| YOUR INSTRUCTIONS |
Would you please return the lines of the entries below starting at the line that has "the plant stem." and ending at the line that has "woman with glasses.", both included, exactly as they are?
┌─ GIVEN DATA
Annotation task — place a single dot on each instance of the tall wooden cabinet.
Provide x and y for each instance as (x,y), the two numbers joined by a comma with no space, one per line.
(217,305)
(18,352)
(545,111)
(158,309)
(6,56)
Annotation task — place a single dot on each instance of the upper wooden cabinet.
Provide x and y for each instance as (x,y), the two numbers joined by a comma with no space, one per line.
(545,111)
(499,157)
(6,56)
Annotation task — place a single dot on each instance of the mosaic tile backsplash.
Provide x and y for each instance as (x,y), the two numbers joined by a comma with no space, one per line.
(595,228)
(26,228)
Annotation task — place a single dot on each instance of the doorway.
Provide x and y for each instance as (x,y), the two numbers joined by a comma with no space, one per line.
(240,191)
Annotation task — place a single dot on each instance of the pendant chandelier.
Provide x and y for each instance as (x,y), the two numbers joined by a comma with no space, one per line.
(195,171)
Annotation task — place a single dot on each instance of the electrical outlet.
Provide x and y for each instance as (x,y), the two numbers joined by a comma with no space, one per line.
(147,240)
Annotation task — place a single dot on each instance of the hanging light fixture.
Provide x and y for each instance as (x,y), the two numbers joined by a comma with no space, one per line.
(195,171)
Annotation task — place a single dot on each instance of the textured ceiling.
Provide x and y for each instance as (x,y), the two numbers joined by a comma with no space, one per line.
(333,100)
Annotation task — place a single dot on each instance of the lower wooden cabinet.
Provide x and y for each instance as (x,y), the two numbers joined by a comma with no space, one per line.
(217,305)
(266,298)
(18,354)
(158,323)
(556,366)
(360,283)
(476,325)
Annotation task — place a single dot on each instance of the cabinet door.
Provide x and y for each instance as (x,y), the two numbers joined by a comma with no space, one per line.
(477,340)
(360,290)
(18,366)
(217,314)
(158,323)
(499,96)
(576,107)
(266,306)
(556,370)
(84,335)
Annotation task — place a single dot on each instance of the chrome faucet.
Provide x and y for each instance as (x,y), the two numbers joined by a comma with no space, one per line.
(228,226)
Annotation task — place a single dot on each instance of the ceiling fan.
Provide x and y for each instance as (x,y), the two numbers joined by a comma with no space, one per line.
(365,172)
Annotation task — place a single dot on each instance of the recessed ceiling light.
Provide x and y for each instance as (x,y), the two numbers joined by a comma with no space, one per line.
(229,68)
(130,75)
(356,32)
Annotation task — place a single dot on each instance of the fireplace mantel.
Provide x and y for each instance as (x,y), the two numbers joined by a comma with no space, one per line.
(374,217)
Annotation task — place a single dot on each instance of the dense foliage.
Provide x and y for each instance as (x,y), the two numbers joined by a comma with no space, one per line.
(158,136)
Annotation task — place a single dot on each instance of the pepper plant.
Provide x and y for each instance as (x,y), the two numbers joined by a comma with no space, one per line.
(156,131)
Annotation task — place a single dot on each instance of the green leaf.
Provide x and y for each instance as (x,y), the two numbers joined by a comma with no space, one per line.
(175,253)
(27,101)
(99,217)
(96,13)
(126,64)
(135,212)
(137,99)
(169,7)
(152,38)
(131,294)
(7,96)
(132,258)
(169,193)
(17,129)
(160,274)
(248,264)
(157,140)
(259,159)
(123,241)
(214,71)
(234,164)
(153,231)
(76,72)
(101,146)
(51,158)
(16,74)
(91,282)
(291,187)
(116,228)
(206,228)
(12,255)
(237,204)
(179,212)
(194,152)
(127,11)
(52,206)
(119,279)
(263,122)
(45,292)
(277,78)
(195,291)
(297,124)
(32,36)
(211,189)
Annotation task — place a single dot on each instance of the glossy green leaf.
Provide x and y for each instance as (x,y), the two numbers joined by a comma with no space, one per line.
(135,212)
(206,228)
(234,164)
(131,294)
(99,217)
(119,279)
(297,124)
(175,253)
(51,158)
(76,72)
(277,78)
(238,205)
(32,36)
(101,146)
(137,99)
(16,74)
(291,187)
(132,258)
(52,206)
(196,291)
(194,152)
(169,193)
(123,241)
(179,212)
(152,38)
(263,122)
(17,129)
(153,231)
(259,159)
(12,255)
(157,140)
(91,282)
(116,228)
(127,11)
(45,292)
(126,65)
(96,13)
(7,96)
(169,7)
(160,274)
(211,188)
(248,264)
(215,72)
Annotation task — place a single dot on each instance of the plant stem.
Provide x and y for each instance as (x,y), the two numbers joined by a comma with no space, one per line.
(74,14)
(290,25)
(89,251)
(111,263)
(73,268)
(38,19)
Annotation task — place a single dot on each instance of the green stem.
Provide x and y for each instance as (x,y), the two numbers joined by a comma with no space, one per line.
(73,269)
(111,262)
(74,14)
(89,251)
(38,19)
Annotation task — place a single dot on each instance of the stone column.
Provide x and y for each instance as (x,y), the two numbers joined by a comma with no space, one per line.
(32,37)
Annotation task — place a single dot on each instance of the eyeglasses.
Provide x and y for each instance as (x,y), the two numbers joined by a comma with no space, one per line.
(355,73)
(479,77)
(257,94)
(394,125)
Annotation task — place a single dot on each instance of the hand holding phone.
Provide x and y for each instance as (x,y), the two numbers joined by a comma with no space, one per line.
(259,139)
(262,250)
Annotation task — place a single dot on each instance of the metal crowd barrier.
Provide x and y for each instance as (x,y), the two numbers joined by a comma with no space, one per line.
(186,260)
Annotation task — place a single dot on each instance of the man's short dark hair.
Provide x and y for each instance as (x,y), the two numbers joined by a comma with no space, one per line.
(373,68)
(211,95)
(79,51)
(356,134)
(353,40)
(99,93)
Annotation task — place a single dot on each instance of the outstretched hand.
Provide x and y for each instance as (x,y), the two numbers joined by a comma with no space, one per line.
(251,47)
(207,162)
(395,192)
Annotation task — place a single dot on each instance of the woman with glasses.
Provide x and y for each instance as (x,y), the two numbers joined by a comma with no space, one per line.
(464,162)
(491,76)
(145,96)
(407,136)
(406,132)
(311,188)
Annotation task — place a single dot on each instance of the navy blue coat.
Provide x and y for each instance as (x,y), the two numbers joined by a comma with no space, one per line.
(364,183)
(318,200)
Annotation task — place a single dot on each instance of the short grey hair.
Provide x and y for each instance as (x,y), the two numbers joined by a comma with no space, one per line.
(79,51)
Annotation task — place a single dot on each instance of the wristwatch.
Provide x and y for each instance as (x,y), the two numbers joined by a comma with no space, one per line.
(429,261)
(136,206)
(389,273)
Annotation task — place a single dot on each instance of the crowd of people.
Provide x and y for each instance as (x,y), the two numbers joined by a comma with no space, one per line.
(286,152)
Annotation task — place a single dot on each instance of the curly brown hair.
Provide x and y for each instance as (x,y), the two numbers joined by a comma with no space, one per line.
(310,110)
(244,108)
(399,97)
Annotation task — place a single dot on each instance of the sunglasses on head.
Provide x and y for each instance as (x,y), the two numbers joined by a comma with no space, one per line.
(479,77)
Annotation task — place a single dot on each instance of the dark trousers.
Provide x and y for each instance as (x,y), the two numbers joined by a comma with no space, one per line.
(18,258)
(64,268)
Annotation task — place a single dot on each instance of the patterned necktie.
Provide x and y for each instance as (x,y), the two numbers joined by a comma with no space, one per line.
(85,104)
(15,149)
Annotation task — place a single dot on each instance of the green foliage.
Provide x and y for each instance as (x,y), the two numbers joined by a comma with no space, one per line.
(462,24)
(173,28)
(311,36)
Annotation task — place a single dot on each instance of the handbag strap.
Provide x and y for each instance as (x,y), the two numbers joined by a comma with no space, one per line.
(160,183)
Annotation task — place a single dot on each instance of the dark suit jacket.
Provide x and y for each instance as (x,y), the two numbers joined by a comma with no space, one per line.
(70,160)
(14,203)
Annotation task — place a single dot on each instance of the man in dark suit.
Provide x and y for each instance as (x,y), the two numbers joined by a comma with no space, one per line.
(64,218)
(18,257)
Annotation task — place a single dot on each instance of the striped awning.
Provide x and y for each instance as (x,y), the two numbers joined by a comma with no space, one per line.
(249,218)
└─
| EXERCISE SOLUTION |
Annotation task — place a single dot on each instance of the plant stem.
Provide x and y for each instance as (x,y), the two numbers joined by a comma with no space, one per line.
(74,14)
(290,25)
(89,251)
(111,263)
(73,268)
(38,19)
Annotation task — place a single dot on each instance of the green stem.
Provide x and y for each instance as (x,y), the two numbers joined by a comma with no space, one per line.
(73,269)
(111,262)
(74,14)
(89,251)
(38,19)
Annotation task — place a single dot on each instance of the stone column.
Provide x and y for each instance as (x,y), the two numbers joined by a comma with no space, one per line.
(32,37)
Annotation task — place a single dot on each instance of the eyeglasses.
Provide x and y for each instance as (x,y), the two numbers joined by a comma with no space, one per line.
(355,73)
(479,77)
(257,94)
(394,125)
Annotation task — place a single dot on each instance of the hand holding phone.
Provide x and y for each instance as (x,y), the two numbers joined by a comma with no space, one per line.
(259,139)
(262,250)
Annotation task — place a single dot on each instance of the metal crowd barrier.
Provide x and y for each instance as (x,y), the two numbers joined by a comma with no space, one per line.
(186,260)
Annotation task — place a single dot on each instance of the man's short dark hair.
Provide x and y for each instance as (x,y), the two numbers joined by a comma with no space, one per line.
(373,68)
(211,95)
(79,51)
(356,134)
(353,40)
(99,93)
Annotation task — place a single dot on each instance of the outstretched hand.
Provide x and y for each instance as (x,y), the two numbers joined by a comma with no space, one per line.
(251,47)
(207,162)
(395,192)
Annotation task — place a single dot on each instance of the woman with glasses.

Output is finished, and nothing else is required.